## Begin LISTED ENTRIES

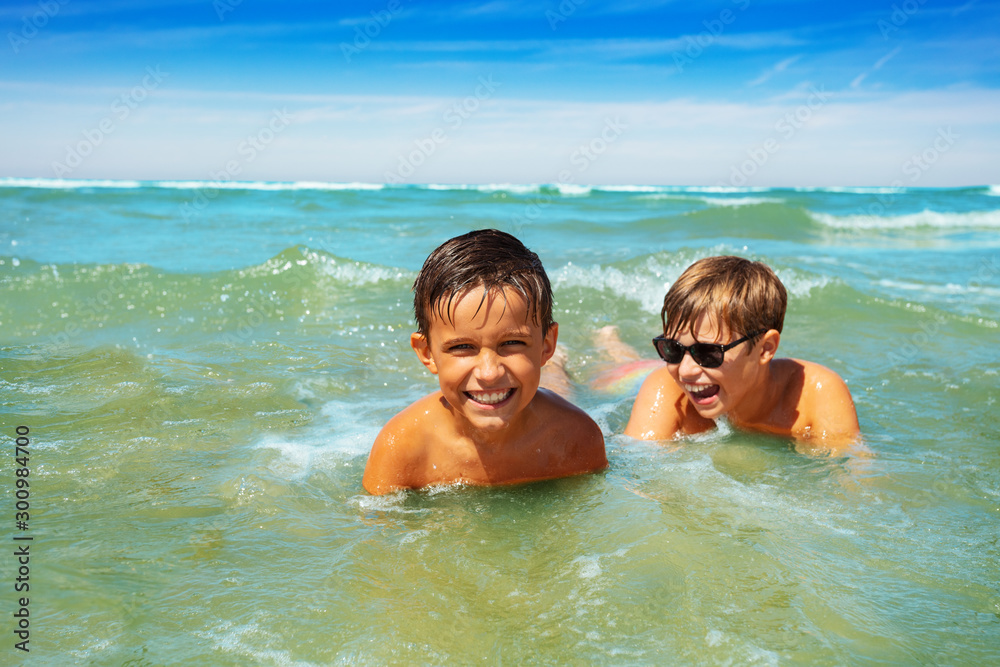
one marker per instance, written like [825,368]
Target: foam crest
[512,188]
[736,202]
[66,183]
[647,282]
[571,190]
[645,286]
[353,272]
[924,219]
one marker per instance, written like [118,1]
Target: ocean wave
[647,280]
[66,183]
[926,218]
[268,186]
[854,190]
[740,201]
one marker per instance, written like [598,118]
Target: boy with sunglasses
[722,322]
[483,305]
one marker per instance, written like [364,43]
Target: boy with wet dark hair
[722,321]
[483,305]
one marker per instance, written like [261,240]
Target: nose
[687,367]
[488,367]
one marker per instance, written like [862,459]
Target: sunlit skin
[755,390]
[490,423]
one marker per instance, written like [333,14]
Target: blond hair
[738,294]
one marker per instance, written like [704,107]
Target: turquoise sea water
[203,371]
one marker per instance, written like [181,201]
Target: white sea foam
[513,188]
[629,188]
[571,190]
[861,190]
[926,218]
[740,201]
[354,273]
[647,283]
[66,183]
[268,186]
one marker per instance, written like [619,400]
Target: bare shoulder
[570,425]
[657,413]
[400,448]
[826,405]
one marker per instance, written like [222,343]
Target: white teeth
[490,397]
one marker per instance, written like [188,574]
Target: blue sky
[733,92]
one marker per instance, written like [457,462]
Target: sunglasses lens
[707,355]
[670,350]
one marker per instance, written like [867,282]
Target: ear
[768,346]
[422,347]
[549,342]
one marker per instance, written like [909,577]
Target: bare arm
[833,423]
[655,415]
[391,462]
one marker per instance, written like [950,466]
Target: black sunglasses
[706,355]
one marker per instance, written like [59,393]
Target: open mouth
[701,393]
[490,398]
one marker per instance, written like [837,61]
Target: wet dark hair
[486,258]
[739,294]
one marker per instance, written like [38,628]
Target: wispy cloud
[859,79]
[776,69]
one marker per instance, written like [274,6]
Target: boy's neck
[760,402]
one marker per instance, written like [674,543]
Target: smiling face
[717,391]
[488,357]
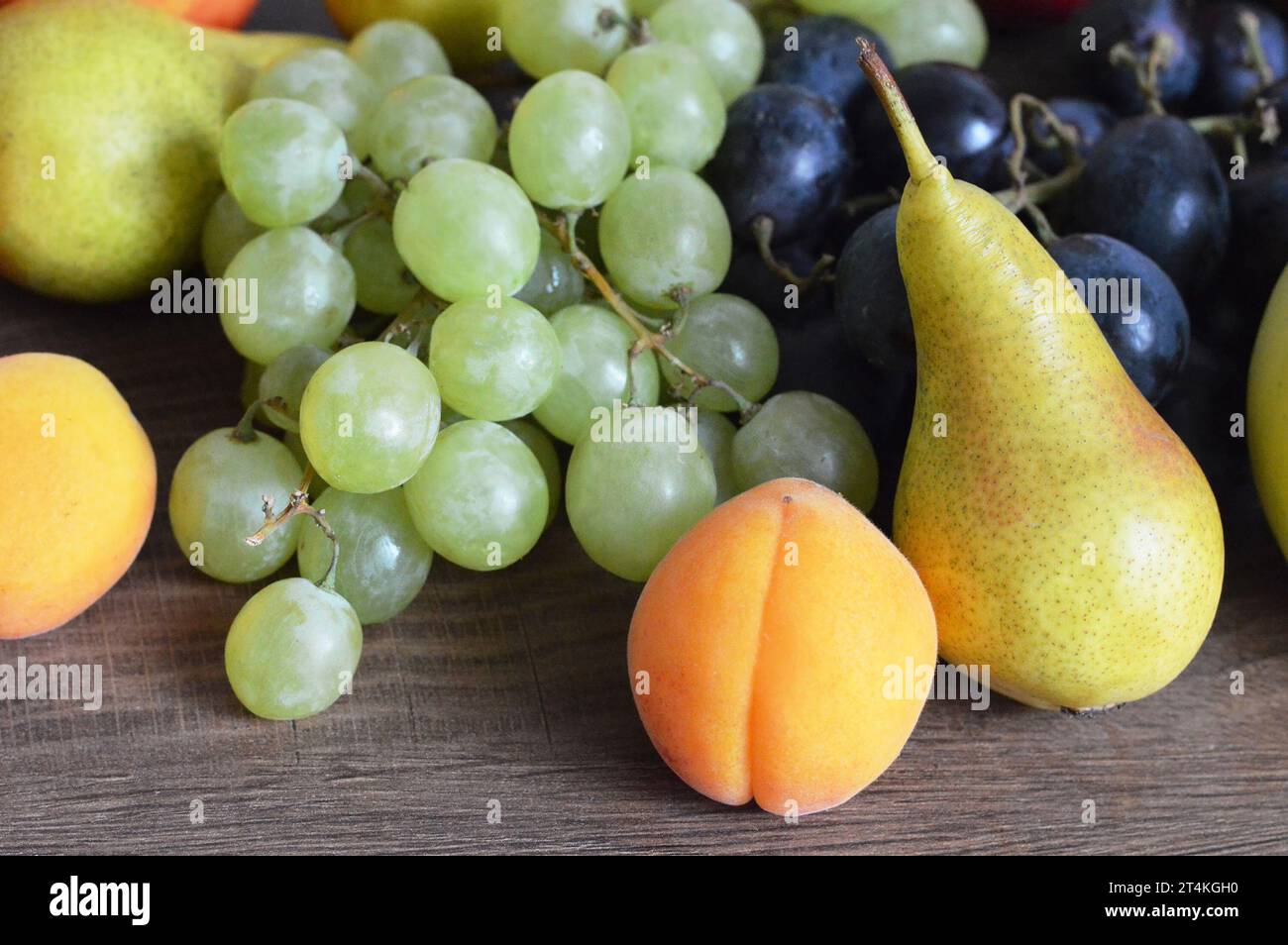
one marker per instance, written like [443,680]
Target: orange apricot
[761,649]
[77,486]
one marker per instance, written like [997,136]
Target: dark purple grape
[871,299]
[1089,119]
[961,115]
[1258,250]
[1229,77]
[1134,304]
[823,60]
[786,155]
[1136,22]
[751,279]
[1153,183]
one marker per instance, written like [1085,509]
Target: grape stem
[1160,52]
[565,231]
[763,232]
[299,505]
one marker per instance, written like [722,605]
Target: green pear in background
[1065,535]
[110,127]
[1267,412]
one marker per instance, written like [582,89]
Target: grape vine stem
[299,505]
[565,231]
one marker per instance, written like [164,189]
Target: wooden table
[510,689]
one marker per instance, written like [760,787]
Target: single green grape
[806,435]
[715,434]
[493,364]
[326,78]
[595,368]
[397,51]
[630,499]
[217,498]
[292,651]
[675,110]
[725,339]
[382,561]
[557,282]
[369,417]
[384,282]
[426,120]
[544,448]
[223,235]
[300,291]
[665,233]
[570,141]
[481,499]
[284,378]
[721,33]
[932,31]
[548,37]
[467,231]
[281,161]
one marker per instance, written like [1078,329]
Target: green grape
[217,498]
[715,434]
[281,161]
[292,651]
[548,37]
[252,372]
[426,120]
[664,233]
[557,283]
[481,499]
[570,142]
[721,33]
[384,283]
[303,293]
[286,377]
[369,417]
[467,230]
[675,110]
[544,448]
[224,233]
[326,78]
[397,51]
[725,339]
[595,368]
[382,561]
[493,364]
[629,499]
[807,437]
[932,31]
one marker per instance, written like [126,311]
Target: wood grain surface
[510,689]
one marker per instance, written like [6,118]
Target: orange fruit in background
[77,486]
[761,649]
[462,26]
[230,14]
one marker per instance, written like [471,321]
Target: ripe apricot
[761,648]
[77,486]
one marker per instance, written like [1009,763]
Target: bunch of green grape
[439,317]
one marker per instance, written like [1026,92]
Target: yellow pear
[110,119]
[1267,412]
[1067,537]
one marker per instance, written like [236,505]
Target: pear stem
[921,161]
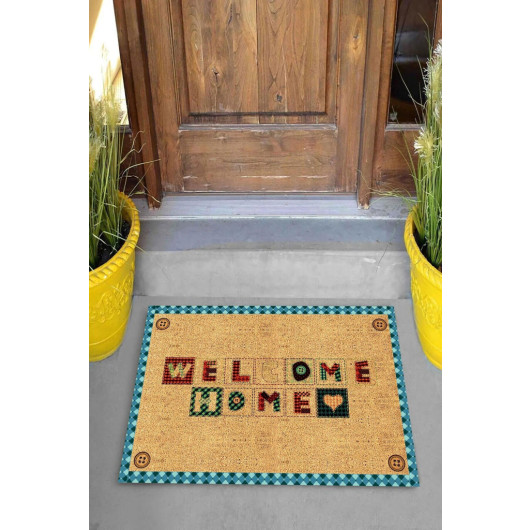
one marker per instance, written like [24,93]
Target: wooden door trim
[131,40]
[353,29]
[384,164]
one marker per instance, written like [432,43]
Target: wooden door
[247,95]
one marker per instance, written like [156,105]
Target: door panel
[255,95]
[268,158]
[292,45]
[221,51]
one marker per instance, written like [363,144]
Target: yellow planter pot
[426,288]
[110,295]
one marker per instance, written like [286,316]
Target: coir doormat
[270,395]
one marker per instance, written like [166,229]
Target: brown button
[162,323]
[142,459]
[396,463]
[379,324]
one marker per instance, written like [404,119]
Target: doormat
[292,395]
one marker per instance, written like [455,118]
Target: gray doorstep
[203,507]
[309,246]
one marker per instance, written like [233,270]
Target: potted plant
[114,229]
[423,228]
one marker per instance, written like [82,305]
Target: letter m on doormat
[178,371]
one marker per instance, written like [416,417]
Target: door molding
[151,41]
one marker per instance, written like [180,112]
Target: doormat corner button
[142,459]
[162,323]
[379,324]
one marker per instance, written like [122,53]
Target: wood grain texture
[221,55]
[393,173]
[132,17]
[390,167]
[371,97]
[259,159]
[164,90]
[352,52]
[330,114]
[292,42]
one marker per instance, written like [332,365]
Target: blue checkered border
[301,479]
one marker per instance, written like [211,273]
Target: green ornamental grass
[105,158]
[427,173]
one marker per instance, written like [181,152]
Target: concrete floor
[167,506]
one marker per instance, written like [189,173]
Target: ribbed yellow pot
[111,287]
[426,288]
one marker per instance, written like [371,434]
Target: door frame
[368,152]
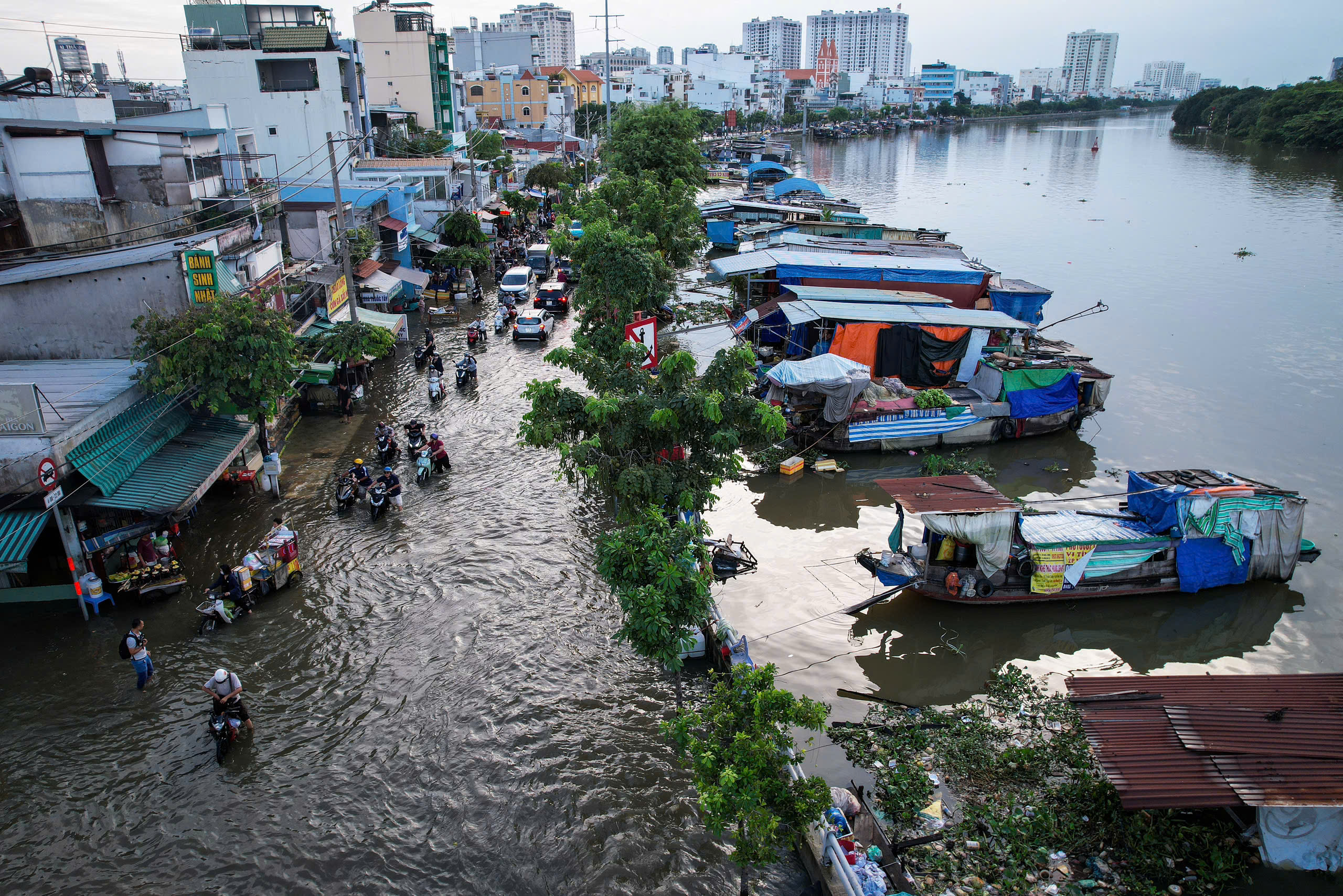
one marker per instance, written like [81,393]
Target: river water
[438,705]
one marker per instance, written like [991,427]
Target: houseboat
[1176,531]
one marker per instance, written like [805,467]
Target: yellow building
[509,99]
[588,85]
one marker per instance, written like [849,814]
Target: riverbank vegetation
[1033,809]
[1308,114]
[656,442]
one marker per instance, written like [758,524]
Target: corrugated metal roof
[19,530]
[1188,742]
[178,471]
[76,387]
[104,261]
[120,446]
[296,38]
[864,296]
[802,311]
[961,494]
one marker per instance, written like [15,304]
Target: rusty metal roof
[1189,742]
[961,494]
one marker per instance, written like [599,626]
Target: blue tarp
[723,233]
[1024,307]
[798,185]
[1048,399]
[1159,509]
[1207,563]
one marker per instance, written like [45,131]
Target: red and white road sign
[47,473]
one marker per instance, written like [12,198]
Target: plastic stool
[96,602]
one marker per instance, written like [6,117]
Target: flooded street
[438,703]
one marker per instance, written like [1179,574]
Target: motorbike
[346,492]
[465,374]
[223,729]
[474,334]
[387,451]
[423,466]
[377,500]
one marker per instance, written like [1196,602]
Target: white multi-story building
[1090,57]
[778,39]
[1051,81]
[875,42]
[1167,74]
[554,30]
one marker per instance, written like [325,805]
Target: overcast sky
[1236,41]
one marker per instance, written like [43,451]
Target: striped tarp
[895,426]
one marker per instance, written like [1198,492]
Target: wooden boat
[1177,531]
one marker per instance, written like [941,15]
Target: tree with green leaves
[349,342]
[231,354]
[644,206]
[738,746]
[461,229]
[548,175]
[658,140]
[657,569]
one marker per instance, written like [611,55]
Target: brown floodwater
[440,706]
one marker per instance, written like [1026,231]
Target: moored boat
[1177,531]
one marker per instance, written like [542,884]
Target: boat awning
[865,296]
[804,311]
[380,283]
[411,276]
[19,531]
[174,477]
[114,452]
[394,323]
[961,494]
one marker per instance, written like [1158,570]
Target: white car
[519,285]
[536,324]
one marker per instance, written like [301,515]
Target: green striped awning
[19,530]
[179,473]
[112,454]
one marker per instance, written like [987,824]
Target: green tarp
[1032,378]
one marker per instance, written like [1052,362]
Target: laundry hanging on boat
[939,351]
[898,353]
[859,343]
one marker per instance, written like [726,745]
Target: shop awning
[394,323]
[411,276]
[380,283]
[19,531]
[175,476]
[111,456]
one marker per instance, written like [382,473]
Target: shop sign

## End LISTED ENTRIES

DIRECTIONS. Which lines run from the one containing "one marker per instance, written like [611,55]" to the end of the entries above? Quote exactly those, and only those.

EXERCISE SOLUTION.
one marker per instance, written like [611,55]
Target: brown floodwater
[440,706]
one marker per instance, written like [1026,231]
Target: moored boat
[1177,531]
one marker per instance, written like [542,884]
Target: boat awning
[865,296]
[804,311]
[380,283]
[411,276]
[19,531]
[174,477]
[114,452]
[394,323]
[961,494]
one marker per instance, written like [1158,570]
Target: white car
[519,285]
[536,324]
one marker per instance, written like [301,515]
Target: green striped awning
[19,530]
[179,473]
[112,454]
one marker per instance, written like [987,824]
Target: green tarp
[1032,378]
one marker per instance, written like [1052,362]
Target: laundry hanging on boat
[939,351]
[898,353]
[859,343]
one marker per instance, written like [726,745]
Target: shop awning
[394,323]
[411,276]
[380,283]
[19,531]
[175,476]
[111,456]
one marker per instance, written like [382,473]
Target: shop sign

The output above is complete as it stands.